GIVEN TASK 1:
Translate this sentence from the motor thread into Spanish: "There's a shop in town where I can have them tested, but I thought I would ask the community before I went that route."
GIVEN TASK 2:
In the motor thread, take the part that opens with the words containing "I've got two" and closes with "oldie but goodie.". Write it out again, switching every "3hp" to "5hp".

SOURCE TEXT:
-*-

I've got two machines powered through phase-o-matic static phase converts and both pull 75%FLA unloaded (idle); ones a 3hp (mill) the other is a 7.5hp(lathe) motor. I pulled the 3hp motor out of the mill and replaced the bearings and carefully removed the old grease; i haven't torn into the 7.5hp motor. The 3hp still pulls 6amps or more (8fla) unloaded and out of the machine; it could be the original Allis-Chalmers motor from the 50s. I would expect 4/4.5 amps unloaded, but not 6+; no shorts in the winding to the case. Could this be a byproduct of running off 2-legs or running through a static phase converter or could it more likely be junk motors? There's a shop in town where I can have them tested, but I thought I would ask the community before I went that route.

Thank you!

Pinck
 
What instrument are you measuring the current with?

I got an oldie but goodie.

IMG_7251.jpg

I orignally had the issue with the 3hp, then after I changed the bearings and got the same results I tried it on the 7.5hp motor. Both turn over easily, are smooth and no unusual sounds or vibrations.
 
Here is a case where either a wattmeter or power factor meter is needed in addition to the ammeter. You can be drawing mega amps but at zero power factor and not have any heating. Power, that which drives the machine is, volts x amps x power factor.

-*-

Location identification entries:
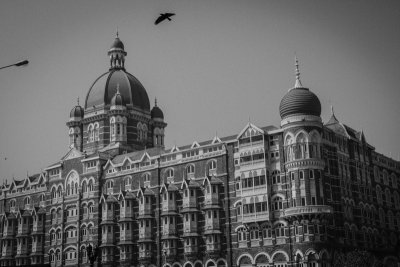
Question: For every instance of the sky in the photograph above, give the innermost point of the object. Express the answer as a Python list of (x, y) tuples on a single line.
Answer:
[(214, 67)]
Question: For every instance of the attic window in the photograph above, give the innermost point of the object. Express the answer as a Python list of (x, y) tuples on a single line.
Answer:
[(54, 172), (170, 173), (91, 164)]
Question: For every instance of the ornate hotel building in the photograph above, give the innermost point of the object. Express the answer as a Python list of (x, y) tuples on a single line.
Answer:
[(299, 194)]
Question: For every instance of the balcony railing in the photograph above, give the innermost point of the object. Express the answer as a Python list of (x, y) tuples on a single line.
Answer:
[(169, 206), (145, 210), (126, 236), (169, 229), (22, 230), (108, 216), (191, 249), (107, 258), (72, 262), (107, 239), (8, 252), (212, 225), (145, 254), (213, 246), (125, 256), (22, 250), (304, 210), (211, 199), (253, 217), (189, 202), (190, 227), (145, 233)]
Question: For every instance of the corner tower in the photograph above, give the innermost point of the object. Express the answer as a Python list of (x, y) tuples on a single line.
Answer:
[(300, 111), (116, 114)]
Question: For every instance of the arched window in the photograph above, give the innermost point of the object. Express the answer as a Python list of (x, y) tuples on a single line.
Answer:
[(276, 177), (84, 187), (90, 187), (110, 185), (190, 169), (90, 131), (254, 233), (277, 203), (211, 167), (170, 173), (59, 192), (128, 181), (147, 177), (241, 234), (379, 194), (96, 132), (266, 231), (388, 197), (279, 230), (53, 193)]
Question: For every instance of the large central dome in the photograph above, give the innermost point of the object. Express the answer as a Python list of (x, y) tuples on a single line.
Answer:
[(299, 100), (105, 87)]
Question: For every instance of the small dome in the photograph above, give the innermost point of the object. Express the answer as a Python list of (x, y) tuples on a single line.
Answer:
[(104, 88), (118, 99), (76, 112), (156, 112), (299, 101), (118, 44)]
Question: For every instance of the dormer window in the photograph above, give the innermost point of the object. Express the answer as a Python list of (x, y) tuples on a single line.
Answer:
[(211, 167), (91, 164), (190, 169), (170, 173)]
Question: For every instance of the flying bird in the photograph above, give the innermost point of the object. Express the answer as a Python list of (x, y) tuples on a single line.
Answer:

-*-

ANSWER 1:
Hay un taller en el pueblo donde puedo hacer que los prueben, pero pensé que preguntaría a la comunidad antes de tomar ese camino.

ANSWER 2:
I've got two machines powered through phase-o-matic static phase converts and both pull 75%FLA unloaded (idle); ones a 5hp (mill) the other is a 7.5hp(lathe) motor. I pulled the 5hp motor out of the mill and replaced the bearings and carefully removed the old grease; i haven't torn into the 7.5hp motor. The 5hp still pulls 6amps or more (8fla) unloaded and out of the machine; it could be the original Allis-Chalmers motor from the 50s. I would expect 4/4.5 amps unloaded, but not 6+; no shorts in the winding to the case. Could this be a byproduct of running off 2-legs or running through a static phase converter or could it more likely be junk motors? There's a shop in town where I can have them tested, but I thought I would ask the community before I went that route.

Thank you!

Pinck
 
What instrument are you measuring the current with?

I got an oldie but goodie.